+++ Excerpted data
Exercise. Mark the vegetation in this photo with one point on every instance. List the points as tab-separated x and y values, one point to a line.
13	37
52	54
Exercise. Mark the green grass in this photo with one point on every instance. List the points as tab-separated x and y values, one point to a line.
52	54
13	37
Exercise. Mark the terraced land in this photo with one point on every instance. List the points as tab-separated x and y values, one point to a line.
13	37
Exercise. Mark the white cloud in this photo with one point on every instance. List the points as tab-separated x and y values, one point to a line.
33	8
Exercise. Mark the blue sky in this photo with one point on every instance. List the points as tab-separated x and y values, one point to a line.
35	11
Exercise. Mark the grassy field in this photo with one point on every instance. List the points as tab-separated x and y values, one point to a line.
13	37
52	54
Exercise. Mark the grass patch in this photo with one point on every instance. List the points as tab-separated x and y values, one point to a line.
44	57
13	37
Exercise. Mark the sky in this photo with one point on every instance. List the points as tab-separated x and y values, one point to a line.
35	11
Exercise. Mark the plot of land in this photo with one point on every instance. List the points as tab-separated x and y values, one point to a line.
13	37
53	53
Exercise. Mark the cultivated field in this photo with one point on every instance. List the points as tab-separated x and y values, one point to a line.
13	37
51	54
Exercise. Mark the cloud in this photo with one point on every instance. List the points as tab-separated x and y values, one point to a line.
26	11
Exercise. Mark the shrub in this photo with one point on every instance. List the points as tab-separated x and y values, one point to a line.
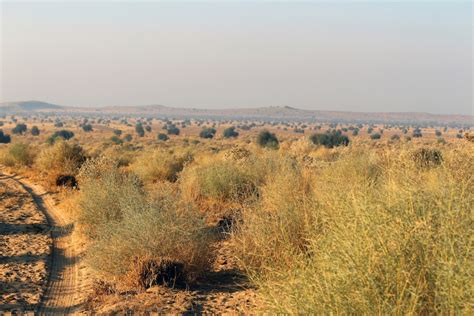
++++++
Provide an exact copy of the records, excluding every picture.

Exercise. Mark the vegetation in this photo with one point on every instance. List the points as tab-separated x and y values, one point to a line.
13	37
52	54
Exercise. Mark the green grass in this photo with one point on every instance. List the points as tab-separated x and y values, one point to a line.
52	54
13	37
Exercise. Mark the terraced land in this photo with one point on every instance. List the points as tab-separated x and y values, one point to a line.
13	37
Exercise. Mark the white cloud in this photo with one point on every instance. List the points as tab-separated x and y values, one point to a line.
33	8
Exercise. Mark the blue sky in this photo with one point on every instance. List the points as tab-separated x and y values, one point to a line.
35	11
Exercise. Mark the grassy field in this photo with one point on every instance. List the points as tab-separated x and y values, one point to a line.
13	37
52	54
Exercise. Mark the grass patch in this photo with one point on every instance. List the points as tab-separated x and y values, one point to a line.
44	57
13	37
Exercise. Mark the sky in this photo with one point on every instance. List the points as tab-separated x and y values, one point to a line.
35	11
Exercise. Mark the plot of land in this photo with one point on every instance. List the points as tab-separated x and y values, one point to a line.
13	37
53	53
Exercise. Mark the cultivated field in this photo with one point on every instance. List the points as tab-separated x and y values, one point to a line.
13	37
51	54
Exercise. Mark the cloud in this photo with one point on every instance. List the points as tab-separated x and y values, one point to a line.
26	11
Exercise. Mark the shrub in this photo with one point on every instance. List the points as tab-separated x and y values, one point to a line.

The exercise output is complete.